### Aim A
Repeat everything in the post on relativity from "One of the greatest" down to "inertia are relative." word for word.

### Excerpt

Thursday, 6 June 2024

Relativity and D-Day 80

One of the greatest theories is Einstein's theories of relativity that did away with Newton's Absolute Inertial Frame which places everything relative to absolute space, and instead said that all frames of inertia are relative.

It's quite intuitive. As mentioned in a recent blog sitting on a chair we are stationary relative to the floor, but we can see the shadows move and the position of the Sun move so we know either the Sun is moving or we are moving. It turns out that having us move solves a load of problem. So relative to the centre of the Earth we are moving, at about 1000mph--on the equator--as the Earth revolves. So we have two answers for how fast we are going: 0 relative to the floor, and 1000mph relative to the axis of the Earth. But pick anything and you have a new speed. There is no actual speed! This sounds weird. But how fast we are going is purely relative and we have no baseline fundamental speed. To ask how fast am I going without a point of reference is meaningless.

What probably confuses us is there is an absolute and that is change of motion. When we speed up and slow down we can feel that and that change is absolute to all our speed. If we get in a plane and fly away from the rising Sun at 1000mph (on the equator) we can stop the Sun and stay stationary relative to the axis of the Earth. But to do this we need to feel the force in our seat as the plane accelerates and changes our speed, in this case slowing us down by 1000mph!

### Aim B
Find each line of the listing that contains the word "beige" and copy those lines.

(Photo-based point labeling data)
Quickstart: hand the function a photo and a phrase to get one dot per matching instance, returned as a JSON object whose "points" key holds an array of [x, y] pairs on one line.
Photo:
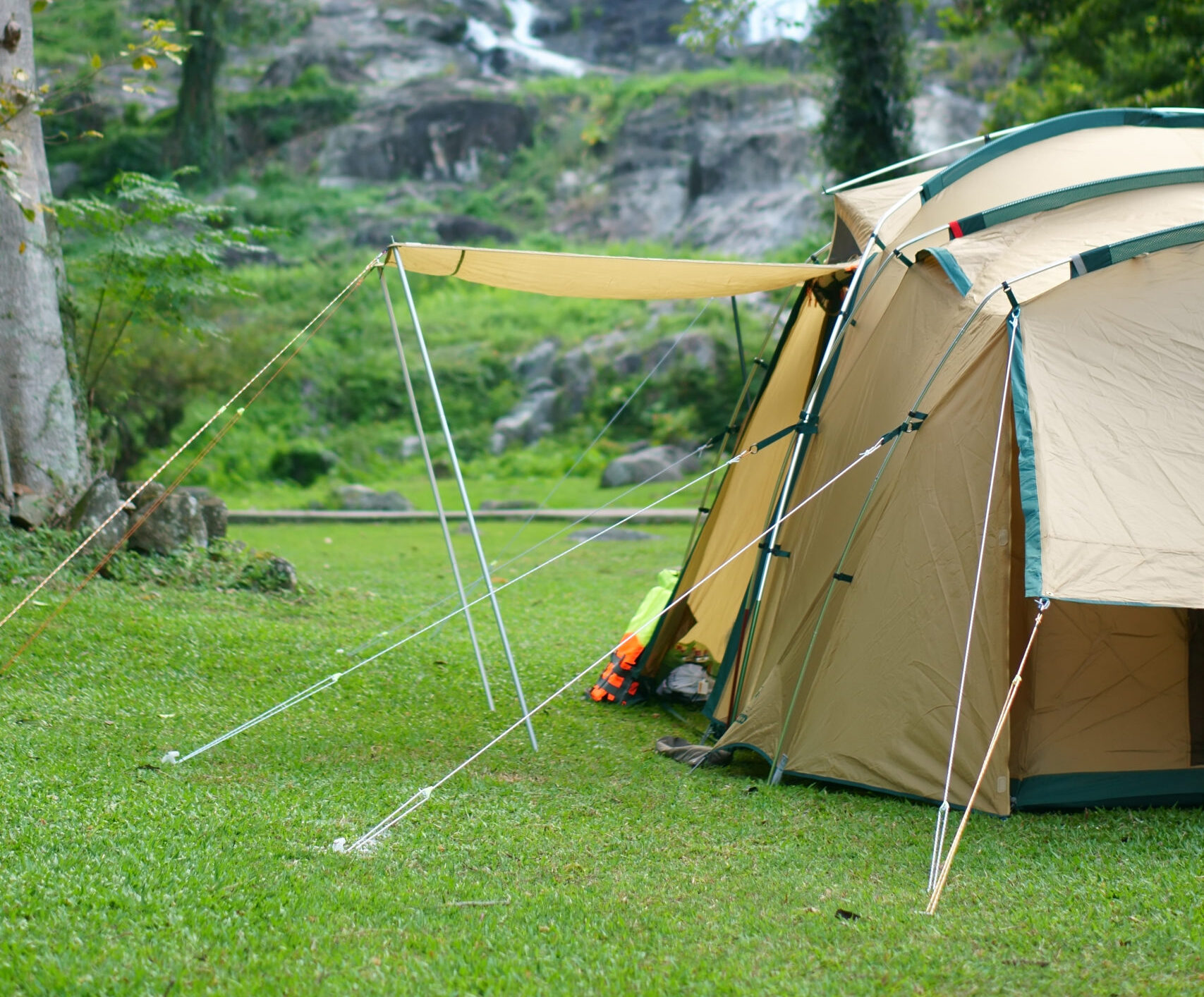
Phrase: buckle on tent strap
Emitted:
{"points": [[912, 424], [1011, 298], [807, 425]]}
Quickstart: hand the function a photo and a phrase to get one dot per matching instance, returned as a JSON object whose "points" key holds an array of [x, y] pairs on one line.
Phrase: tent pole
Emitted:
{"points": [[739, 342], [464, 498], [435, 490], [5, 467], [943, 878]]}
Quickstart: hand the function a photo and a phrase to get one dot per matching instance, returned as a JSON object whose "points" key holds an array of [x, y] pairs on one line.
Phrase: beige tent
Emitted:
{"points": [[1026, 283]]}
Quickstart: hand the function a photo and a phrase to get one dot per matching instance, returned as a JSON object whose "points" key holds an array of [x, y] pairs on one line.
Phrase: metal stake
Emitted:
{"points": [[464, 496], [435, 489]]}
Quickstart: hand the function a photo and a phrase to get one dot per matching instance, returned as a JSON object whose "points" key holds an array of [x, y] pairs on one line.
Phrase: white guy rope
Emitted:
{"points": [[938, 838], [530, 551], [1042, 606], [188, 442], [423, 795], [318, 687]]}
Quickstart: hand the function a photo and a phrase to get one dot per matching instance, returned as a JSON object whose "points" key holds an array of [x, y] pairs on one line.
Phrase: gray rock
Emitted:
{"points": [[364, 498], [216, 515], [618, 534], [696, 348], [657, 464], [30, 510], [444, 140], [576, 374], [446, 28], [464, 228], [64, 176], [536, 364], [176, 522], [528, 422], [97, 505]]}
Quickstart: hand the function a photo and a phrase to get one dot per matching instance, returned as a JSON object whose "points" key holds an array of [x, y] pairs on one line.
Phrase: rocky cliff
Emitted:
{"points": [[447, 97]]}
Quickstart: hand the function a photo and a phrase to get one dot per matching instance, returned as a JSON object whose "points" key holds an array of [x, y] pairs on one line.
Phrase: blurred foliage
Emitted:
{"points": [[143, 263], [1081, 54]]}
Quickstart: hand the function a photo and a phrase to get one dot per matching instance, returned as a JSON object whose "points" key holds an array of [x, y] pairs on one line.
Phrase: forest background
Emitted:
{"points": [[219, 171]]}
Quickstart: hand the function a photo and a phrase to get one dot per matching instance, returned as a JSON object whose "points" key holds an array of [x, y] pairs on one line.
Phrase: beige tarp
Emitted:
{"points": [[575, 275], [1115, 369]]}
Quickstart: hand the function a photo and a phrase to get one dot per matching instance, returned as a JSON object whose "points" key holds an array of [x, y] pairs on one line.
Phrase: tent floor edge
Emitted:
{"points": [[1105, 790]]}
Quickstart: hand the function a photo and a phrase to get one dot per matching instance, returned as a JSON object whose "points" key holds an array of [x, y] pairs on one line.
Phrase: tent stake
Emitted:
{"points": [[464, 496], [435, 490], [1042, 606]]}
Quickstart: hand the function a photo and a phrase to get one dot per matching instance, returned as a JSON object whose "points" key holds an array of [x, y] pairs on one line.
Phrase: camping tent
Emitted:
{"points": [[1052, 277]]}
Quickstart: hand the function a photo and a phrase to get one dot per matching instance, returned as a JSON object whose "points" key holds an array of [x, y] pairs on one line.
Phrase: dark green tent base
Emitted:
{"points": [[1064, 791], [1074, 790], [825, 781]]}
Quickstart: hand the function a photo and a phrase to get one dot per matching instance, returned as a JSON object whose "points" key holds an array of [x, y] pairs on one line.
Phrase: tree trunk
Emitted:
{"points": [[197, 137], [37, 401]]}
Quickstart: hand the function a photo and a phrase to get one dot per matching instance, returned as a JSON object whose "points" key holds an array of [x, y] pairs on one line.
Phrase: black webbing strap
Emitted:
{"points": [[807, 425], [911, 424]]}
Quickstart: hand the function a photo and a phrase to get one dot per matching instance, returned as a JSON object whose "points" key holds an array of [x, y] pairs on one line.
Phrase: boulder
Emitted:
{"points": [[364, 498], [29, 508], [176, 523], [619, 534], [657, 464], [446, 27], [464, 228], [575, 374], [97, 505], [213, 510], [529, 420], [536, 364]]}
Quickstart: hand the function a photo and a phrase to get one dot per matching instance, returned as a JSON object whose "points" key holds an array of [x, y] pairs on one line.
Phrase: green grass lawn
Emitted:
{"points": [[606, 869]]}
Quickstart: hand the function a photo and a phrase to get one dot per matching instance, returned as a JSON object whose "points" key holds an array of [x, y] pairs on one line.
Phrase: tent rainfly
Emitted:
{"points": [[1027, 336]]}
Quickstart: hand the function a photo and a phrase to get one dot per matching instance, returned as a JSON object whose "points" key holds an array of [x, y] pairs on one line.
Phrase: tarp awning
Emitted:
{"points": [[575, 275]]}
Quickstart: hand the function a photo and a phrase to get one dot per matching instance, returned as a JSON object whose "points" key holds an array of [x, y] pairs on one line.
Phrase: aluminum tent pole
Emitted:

### Full answer A
One of the greatest theories is Einstein's theories of relativity that did away with Newton's Absolute Inertial Frame which places everything relative to absolute space, and instead said that all frames of inertia are relative.

### Full answer B
Phrase: beige tent
Phrase: beige tarp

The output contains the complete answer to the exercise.